__DIE AUFGABE__.
Auf welchen Betrag wird laut Seitentext der Streitwert des Beschwerdeverfahrens festgesetzt?

── SEITENTEXT

Oberverwaltungsgericht Niedersachsen
Beschl. v. 13.09.2022, Az.: 13 ME 150/22

Zuständigkeit der Behörde des Landes für eine länderübergreifende Umverteilung unerlaubt eingereister Ausländer

Bibliographie

Gericht
OVG Niedersachsen
Datum
13.09.2022
Aktenzeichen
13 ME 150/22
Entscheidungsform
Beschluss
Referenz
WKRS 2022, 36379
Entscheidungsname
[keine Angabe]
ECLI
[keine Angabe]

Fundstelle

  • NordÖR 2022, 554

Amtlicher Leitsatz

Für eine länderübergreifende Umverteilung (Weiter- oder Rückverteilung) nach § 15a Abs. 5 Satz 1 AufenthG ist grundsätzlich eine Behörde des Landes zuständig, in das der betroffene Ausländer zuvor nach § 15a Abs. 4 Satz 1 AufenthG verteilt wurde.

Tenor:

  1. I.

    Die Beschwerde des Antragstellers gegen den die Gewährung vorläufigen Rechtsschutzes ablehnenden Beschluss des Verwaltungsgerichts Braunschweig - Einzelrichter der 5. Kammer - vom 28. April 2022 wird zurückgewiesen.

    Der Antrag des Antragstellers auf Bewilligung von Prozesskostenhilfe für das Beschwerdeverfahren wird abgelehnt.

    Der Antragsteller trägt die Kosten des Beschwerdeverfahrens. Außergerichtliche Kosten des Prozesskostenhilfeverfahrens werden nicht erstattet.

    Der Streitwert des Beschwerdeverfahrens wird auf 2.500 EUR festgesetzt.

  2. II.

    Die Beschwerde des Antragstellers gegen den die Bewilligung von Prozesskostenhilfe für das erstinstanzliche Verfahren vorläufigen Rechtsschutzes ablehnenden Beschluss des Verwaltungsgerichts Braunschweig - Einzelrichter der 5. Kammer - vom 28. April 2022 wird zurückgewiesen.

────
── DATENSÄTZE

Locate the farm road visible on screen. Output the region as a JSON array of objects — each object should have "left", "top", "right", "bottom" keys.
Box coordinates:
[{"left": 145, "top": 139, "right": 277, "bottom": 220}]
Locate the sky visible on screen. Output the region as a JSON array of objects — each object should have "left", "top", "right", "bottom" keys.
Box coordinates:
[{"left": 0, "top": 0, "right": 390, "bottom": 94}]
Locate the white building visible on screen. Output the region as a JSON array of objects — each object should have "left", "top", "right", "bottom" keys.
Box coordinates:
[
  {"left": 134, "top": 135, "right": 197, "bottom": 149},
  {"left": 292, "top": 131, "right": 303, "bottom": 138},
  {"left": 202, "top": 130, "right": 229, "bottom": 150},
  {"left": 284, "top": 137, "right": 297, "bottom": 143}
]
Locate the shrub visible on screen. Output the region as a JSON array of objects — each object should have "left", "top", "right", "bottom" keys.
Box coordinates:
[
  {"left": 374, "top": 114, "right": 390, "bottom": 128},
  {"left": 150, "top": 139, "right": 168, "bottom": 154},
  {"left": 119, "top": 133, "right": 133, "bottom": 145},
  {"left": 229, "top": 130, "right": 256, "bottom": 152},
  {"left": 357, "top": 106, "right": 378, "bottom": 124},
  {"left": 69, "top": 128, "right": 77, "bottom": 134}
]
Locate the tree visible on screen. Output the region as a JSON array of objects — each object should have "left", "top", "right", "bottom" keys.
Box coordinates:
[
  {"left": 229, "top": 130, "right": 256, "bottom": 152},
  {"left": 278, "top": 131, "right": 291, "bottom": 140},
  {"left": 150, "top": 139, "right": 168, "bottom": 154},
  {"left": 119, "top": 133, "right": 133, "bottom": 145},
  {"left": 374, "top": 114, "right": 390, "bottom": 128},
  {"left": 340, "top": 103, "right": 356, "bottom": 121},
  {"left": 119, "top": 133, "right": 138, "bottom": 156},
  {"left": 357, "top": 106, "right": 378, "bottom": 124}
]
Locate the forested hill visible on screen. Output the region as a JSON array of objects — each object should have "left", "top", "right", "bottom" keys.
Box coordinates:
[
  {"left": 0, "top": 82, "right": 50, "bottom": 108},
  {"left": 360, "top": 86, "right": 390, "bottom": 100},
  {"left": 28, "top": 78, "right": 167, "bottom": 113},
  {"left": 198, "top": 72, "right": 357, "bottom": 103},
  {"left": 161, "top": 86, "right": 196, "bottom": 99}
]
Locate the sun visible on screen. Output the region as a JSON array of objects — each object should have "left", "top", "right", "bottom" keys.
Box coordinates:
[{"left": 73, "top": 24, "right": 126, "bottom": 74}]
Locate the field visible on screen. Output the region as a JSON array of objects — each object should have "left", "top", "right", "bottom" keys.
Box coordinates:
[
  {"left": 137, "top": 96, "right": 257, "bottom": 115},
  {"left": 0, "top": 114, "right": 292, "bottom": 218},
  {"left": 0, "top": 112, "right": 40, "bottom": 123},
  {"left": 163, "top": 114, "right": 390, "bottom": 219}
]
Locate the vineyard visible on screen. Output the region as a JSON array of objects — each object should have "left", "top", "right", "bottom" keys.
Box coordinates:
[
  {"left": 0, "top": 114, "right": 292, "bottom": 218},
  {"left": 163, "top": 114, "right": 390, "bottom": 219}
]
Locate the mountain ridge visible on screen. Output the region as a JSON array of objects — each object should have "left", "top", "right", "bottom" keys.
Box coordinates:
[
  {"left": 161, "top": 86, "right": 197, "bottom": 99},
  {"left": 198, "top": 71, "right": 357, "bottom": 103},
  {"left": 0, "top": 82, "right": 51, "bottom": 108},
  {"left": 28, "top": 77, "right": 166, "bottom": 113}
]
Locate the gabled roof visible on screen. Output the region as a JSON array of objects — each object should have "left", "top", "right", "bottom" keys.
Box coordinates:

────

__LÖSUNG DER ÜBUNG__.
Der Streitwert des Beschwerdeverfahrens wird auf 2.500 EUR festgesetzt.